Time to Hand Out Little White Cards With Prayers

That's about where we're at with rural healthcare

My dad has a story about his early medical practice. He had a patient who had ingested methanol, which causes blindness, and he called an ophthalmologist who had the reputation of being quite good and also a big asshole. Dad asked the guy if there was anything he could do, and the response was “hand out little white cards with prayers on them.” This became dad’s stock response when someone asks him what he did about an obviously hopeless case. So, this:

A rural clinic in Nebraska is shutting its doors after more than 30 years due to mounting financial pressures and looming federal funding cuts tied to Medicaid, ABC affiliate KLKN reported Wednesday.

According to the report, Troy Bruntz, president and CEO of the hospital, noted that while the clinic “has been a vital part of our mission to deliver quality healthcare close to home... the current financial environment, driven by anticipated federal budget cuts to Medicaid, has made it impossible for us to continue operating all of our services, many of which have faced significant financial challenges for years."

This is in Don Bacon’s bog-standard Trumper Adrian Smith’s district, and according to some rando on BlueSky, that the county where the clinic is located went for Trump ~70/30. (The clinic is in McCook, Nebraska. I’ve been there. Not a lot going on). So, leopards, faces.

▶ [REQUIREMENT]
Continue the post on rural healthcare and the Nebraska clinic closure from the point where it stops.

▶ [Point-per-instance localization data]

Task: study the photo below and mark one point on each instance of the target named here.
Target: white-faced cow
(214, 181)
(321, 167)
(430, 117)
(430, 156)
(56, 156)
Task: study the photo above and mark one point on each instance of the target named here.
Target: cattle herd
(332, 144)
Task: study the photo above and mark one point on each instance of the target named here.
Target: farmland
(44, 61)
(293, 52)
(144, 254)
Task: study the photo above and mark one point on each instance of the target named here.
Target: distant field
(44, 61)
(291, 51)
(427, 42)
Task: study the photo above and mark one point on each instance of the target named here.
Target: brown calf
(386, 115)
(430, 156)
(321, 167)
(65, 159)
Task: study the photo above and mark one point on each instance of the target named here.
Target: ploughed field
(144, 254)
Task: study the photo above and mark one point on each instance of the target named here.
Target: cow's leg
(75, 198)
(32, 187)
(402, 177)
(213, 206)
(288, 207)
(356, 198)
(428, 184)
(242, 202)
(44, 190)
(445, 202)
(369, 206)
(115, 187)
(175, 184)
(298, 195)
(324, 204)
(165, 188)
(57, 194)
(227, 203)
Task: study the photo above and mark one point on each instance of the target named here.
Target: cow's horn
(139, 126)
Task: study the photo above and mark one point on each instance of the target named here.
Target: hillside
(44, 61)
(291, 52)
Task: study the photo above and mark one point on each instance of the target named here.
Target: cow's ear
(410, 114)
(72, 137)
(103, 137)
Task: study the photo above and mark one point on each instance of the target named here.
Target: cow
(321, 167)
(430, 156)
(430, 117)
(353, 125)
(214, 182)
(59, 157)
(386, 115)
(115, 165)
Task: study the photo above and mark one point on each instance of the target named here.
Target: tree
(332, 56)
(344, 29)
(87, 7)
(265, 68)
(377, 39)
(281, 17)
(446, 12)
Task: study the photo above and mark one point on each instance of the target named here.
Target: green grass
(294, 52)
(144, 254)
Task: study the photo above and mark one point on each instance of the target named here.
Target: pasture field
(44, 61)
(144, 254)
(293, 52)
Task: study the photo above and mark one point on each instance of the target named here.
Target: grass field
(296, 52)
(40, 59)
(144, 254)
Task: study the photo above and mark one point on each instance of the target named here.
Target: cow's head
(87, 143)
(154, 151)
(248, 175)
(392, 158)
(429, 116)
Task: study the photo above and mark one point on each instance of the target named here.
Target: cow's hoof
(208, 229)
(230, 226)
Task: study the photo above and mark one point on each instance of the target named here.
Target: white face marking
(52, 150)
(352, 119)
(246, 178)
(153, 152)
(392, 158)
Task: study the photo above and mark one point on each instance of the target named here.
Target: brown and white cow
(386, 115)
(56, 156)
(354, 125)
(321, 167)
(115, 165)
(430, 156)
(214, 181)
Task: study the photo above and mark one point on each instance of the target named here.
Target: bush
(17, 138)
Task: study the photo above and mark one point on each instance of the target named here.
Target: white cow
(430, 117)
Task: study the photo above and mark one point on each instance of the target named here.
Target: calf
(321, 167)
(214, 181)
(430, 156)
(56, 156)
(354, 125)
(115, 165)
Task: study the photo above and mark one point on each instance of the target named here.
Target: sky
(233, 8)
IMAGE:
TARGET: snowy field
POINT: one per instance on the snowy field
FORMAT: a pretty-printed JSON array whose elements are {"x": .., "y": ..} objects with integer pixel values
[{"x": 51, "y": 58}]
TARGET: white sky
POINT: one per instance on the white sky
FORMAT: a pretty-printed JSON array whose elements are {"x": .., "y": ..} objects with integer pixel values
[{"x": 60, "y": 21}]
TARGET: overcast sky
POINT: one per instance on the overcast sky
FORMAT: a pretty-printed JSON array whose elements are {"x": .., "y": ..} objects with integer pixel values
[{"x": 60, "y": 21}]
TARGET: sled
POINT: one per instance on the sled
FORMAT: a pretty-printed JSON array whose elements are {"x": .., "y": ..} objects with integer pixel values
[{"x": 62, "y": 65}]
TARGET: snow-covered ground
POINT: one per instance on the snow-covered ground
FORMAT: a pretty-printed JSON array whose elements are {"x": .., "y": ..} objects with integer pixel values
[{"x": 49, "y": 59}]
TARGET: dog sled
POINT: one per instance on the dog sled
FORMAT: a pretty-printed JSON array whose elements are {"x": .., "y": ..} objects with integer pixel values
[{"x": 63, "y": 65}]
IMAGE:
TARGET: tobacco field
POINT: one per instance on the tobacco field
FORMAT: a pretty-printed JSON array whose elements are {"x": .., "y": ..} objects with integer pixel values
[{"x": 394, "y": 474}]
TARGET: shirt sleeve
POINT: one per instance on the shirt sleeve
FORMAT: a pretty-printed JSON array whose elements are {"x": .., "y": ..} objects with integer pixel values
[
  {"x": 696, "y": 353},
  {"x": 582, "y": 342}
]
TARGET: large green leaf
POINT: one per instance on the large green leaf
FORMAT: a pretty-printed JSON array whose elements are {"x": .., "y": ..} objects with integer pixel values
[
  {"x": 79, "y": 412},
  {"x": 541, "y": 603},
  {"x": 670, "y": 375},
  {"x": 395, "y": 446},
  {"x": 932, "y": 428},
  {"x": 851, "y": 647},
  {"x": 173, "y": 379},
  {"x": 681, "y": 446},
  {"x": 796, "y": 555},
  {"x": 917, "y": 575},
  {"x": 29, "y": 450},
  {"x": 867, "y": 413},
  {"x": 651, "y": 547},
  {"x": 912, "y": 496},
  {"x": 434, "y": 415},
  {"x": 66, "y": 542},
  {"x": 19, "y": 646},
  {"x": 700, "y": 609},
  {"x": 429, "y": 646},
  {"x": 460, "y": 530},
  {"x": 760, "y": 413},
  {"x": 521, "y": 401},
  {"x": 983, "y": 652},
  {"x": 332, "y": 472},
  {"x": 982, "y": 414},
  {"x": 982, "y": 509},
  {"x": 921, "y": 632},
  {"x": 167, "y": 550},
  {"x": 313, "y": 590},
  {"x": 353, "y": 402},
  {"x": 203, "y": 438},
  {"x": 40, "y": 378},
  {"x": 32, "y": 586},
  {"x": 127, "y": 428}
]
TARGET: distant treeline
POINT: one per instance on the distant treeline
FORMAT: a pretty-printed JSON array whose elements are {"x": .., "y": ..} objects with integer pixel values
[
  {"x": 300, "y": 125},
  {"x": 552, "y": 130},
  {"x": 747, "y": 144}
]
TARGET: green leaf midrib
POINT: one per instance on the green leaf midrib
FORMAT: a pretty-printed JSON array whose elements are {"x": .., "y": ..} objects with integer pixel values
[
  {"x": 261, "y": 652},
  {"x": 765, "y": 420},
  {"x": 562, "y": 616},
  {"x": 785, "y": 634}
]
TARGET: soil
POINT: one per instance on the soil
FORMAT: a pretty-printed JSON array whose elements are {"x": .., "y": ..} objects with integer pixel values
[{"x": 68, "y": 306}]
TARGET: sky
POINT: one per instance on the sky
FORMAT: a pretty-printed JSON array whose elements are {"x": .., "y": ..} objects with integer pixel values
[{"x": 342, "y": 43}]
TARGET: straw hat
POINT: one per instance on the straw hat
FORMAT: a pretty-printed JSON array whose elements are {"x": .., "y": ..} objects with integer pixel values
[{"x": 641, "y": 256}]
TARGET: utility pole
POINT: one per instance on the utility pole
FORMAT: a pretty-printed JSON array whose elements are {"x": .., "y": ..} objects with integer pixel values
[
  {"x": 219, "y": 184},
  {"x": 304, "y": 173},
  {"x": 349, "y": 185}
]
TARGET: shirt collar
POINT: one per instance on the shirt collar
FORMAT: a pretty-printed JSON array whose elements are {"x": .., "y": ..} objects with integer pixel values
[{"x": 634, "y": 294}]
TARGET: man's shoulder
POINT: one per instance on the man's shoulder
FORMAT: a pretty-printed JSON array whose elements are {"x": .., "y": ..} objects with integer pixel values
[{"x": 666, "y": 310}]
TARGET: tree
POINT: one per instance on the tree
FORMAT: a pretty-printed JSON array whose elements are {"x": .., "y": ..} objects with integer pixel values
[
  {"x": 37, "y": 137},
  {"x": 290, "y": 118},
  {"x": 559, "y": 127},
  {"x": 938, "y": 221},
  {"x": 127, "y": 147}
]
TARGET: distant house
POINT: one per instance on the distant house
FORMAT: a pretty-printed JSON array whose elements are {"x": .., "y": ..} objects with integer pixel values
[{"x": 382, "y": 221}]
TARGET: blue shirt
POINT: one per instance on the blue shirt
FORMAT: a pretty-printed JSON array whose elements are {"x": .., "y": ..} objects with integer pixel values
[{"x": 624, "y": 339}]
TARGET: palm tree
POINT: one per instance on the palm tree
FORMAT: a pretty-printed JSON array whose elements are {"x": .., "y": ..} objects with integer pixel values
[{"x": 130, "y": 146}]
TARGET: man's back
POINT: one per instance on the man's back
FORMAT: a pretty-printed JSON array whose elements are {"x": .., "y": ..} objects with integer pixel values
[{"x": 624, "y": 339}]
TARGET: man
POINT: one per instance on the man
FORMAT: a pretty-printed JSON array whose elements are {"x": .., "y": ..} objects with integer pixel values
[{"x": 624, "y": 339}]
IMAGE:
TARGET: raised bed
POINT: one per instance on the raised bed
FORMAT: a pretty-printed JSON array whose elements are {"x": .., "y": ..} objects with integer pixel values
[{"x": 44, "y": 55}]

▶ [EXERCISE ANSWER]
My experience growing up and living in a rural area is that a lot of small towns work really hard to have clinics or hospitals. There's a lot of local boosterism around having a medical facility. Frankly, the larger facilities are often overstaffed. For example, in my home town, the population is down by 1/3, and staff has basically doubled since roughly 30 years ago. It’s easy to get an appointment at short notice. The waiting rooms are rarely full. My dad had a short stay in the hospital a few weeks ago (he’s fine) and the census in the 20 bed hospital was between 1-3. That said, there were times in the recent past when it was the local hospital was full because when the flu hits the olds, they tend to spend time there.

So the loss of rural hospitals is healthcare and more. Though these small hospitals refer most tough cases out, they are important as places that can treat and stabilize things like trauma and heart attacks far more effectively than a paramedic in the back of an ambulance. They’re a major backstop for issues like flu or other epidemics that afflict the elderly, because these rural communities tend to have a higher average age than the bigger towns.

Besides healthcare, the loss of a hospital is the loss of a big employer. More importantly, it’s also the loss of community pride, and the ability of the community to attract new residents. All small towns around here are in decline, and the loss of a medical facility is akin to the loss of a local high school to consolidation with another nearby school. It’s devastating.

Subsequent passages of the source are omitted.